Herepton writes:
GH seen and confirmed in the fossil record falsifies common ancestry.
OK, please provide some references for this, where the evidence for
genetic rather than
morphological stasis in the fossil record. At best all you can show is an indirect measure of variation in a fossil population and a similar measure for a fossil population from a different time period.
This is a complete nonsense statement, you clearly still do not actually understand what genetic homeostasis is. Contrary to what Crash suggested genetic homeostasis can still operate in small populations but it is far more likely to be overridden by other factors such as drift.
I am reminded of an analogy I read recently for how power cables could theoretically reduce interference to a sound system. The analogy was to the suspension on a car...
small, quick, one-inch-tall bumps will get filtered out by the springs in your suspension; but when you drive over a 200-yard-long one-inch-tall platform, your car does lift up into the air by an inch, while you're driving over it.

__________________________________________________

→ ACTIONS TO TAKE
1. Shorten the paragraph of the forum reply on genetic homeostasis that begins "This is a complete nonsense statement," keeping its main facts.
2. Pick up the forum reply on genetic homeostasis after its car-suspension analogy and continue it.

__________________________________________________

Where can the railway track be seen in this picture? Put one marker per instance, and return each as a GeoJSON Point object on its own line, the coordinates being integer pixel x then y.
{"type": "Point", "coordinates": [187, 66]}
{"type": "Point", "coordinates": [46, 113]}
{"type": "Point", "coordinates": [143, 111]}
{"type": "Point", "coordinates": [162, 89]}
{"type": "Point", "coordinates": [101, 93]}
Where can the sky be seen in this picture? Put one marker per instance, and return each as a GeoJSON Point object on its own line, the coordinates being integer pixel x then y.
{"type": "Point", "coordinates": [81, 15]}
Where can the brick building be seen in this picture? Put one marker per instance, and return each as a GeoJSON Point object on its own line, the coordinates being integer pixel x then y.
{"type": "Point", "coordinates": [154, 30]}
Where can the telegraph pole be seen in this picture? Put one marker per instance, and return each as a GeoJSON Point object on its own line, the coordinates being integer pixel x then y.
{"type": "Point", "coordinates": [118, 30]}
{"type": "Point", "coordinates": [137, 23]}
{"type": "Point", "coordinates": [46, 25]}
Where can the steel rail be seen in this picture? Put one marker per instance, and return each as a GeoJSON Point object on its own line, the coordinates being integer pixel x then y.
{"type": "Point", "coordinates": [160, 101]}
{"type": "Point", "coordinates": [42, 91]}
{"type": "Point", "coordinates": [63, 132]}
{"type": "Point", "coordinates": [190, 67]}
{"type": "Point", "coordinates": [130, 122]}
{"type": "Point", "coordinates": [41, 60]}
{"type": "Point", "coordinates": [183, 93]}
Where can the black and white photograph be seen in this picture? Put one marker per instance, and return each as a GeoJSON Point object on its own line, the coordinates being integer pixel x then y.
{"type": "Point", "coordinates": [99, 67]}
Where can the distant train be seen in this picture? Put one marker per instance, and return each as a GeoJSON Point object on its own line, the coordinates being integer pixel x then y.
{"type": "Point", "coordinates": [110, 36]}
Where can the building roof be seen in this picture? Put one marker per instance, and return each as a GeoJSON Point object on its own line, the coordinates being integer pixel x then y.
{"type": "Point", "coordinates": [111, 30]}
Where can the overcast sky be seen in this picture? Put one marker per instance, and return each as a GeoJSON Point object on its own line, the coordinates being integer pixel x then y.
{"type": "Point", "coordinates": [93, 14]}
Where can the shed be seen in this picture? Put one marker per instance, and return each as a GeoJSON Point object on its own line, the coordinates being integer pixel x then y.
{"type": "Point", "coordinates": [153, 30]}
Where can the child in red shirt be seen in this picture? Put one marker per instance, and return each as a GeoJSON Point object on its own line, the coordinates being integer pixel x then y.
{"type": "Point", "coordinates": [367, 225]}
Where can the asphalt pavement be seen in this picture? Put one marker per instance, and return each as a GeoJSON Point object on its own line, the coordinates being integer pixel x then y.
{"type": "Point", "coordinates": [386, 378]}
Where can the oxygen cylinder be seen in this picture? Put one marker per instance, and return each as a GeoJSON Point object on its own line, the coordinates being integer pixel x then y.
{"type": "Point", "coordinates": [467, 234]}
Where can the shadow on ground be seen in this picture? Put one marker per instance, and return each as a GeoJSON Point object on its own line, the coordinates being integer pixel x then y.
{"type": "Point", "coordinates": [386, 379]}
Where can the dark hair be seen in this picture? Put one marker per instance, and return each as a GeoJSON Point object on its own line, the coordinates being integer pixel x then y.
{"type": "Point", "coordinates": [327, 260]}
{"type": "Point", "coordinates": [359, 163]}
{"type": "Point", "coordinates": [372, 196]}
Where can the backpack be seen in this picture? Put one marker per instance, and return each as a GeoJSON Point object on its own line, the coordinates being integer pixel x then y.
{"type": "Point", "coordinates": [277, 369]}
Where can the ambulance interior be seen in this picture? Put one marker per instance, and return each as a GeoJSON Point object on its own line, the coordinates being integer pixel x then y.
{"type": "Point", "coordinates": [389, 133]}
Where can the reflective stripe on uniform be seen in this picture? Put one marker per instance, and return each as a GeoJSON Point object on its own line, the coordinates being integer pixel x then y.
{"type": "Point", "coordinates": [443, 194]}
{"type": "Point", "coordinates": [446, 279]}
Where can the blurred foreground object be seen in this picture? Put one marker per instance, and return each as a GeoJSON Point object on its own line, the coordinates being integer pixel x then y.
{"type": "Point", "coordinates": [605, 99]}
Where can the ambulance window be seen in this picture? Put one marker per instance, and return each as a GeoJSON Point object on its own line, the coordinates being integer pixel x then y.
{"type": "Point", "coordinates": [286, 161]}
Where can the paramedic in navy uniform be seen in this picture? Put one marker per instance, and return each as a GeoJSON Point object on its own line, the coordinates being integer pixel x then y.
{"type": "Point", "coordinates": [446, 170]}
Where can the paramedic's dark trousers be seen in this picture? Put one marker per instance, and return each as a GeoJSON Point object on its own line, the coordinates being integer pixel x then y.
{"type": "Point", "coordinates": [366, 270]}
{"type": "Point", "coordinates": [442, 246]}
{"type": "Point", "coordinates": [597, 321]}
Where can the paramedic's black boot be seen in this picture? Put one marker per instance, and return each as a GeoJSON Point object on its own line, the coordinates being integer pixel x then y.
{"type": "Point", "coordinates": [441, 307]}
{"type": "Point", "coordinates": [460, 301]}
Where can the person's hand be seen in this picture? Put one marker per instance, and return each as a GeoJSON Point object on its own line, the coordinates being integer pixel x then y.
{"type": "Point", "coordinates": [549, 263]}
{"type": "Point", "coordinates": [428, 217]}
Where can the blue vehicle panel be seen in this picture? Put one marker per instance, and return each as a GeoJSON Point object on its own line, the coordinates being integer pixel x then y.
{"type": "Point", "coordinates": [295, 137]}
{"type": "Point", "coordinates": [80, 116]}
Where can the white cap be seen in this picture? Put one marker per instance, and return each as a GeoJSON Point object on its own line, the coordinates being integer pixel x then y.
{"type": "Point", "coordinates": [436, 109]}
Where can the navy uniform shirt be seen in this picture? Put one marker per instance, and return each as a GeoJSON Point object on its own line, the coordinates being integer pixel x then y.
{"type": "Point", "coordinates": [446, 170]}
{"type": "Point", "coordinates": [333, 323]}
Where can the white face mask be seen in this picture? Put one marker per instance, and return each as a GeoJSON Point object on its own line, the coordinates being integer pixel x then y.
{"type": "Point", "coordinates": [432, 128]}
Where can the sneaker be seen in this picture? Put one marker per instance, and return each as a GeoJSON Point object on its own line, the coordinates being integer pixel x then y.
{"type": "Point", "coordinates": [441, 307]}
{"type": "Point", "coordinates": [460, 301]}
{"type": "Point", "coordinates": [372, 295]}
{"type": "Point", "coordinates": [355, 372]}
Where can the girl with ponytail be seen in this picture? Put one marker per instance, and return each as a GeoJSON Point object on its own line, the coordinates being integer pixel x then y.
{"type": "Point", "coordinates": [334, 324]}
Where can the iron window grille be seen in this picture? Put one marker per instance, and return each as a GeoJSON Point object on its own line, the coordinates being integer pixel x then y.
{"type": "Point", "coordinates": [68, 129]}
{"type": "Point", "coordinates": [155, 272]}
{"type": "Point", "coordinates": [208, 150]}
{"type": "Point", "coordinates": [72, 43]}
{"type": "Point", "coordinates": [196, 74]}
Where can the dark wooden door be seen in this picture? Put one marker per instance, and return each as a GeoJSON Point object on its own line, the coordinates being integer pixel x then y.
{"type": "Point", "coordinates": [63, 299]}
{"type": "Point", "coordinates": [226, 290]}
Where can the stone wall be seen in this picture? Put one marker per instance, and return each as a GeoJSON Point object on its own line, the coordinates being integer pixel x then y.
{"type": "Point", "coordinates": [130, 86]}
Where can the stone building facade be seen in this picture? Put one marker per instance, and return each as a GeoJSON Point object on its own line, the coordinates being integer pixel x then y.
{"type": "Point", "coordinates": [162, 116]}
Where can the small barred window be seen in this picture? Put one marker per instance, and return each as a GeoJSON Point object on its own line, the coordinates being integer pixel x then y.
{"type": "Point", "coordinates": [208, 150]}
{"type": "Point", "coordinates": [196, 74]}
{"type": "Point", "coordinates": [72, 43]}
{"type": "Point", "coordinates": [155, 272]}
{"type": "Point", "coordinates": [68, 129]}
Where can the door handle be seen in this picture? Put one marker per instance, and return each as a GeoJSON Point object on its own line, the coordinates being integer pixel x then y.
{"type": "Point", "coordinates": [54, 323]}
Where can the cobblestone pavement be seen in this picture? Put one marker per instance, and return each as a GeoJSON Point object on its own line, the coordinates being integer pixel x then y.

__________________________________________________

→ ANSWERS BELOW
1. The statement is called nonsense because it shows the writer still misunderstands genetic homeostasis. Contrary to Crash's suggestion, genetic homeostasis can operate in small populations, though there other factors such as drift are far more likely to override it.

2.
To my mind this is a pretty good analogy for genetic homeostasis. In a normal situation there will normally be continuous small changes in the environment which can interact with an organisms genome to affect its phenotype. In a population with a relatively high degree of variation, i.e a number of highly heterogenous loci, these environmental fluctuations can be compensated for resulting in little if any difference in the observed variation of the phenotype. The heterozygosity also has the advantage that when there is a more long term or drastic shift in the environment there is a larger pool of genetic variation from which a new 'optimally' fit phenotype can arise.
Consequently a population can maintain a higher average level of fitness in the longterm by carrying a pool of heteotic genes which are not themselves the fittest available for their current environment. There is a trade of between 'optimum' fitness for the specific environment and the ability to compensate for environmental fluctuations.
Gould and others may have offered GH as an explanation of static morphologies in the fossil record but without any actual genetic data it cannot concievably be considered convincing evidence for it. Any actual genetic evidence comes from population genetics studies.
The only methods of studying genetic variability in fossils are indirect, such as studying fluctuating asymmetries in fossil morphologies. Fluctuating asymmetries are usually correlated with the degree of developmental, and to an extent genetic, homeostasis.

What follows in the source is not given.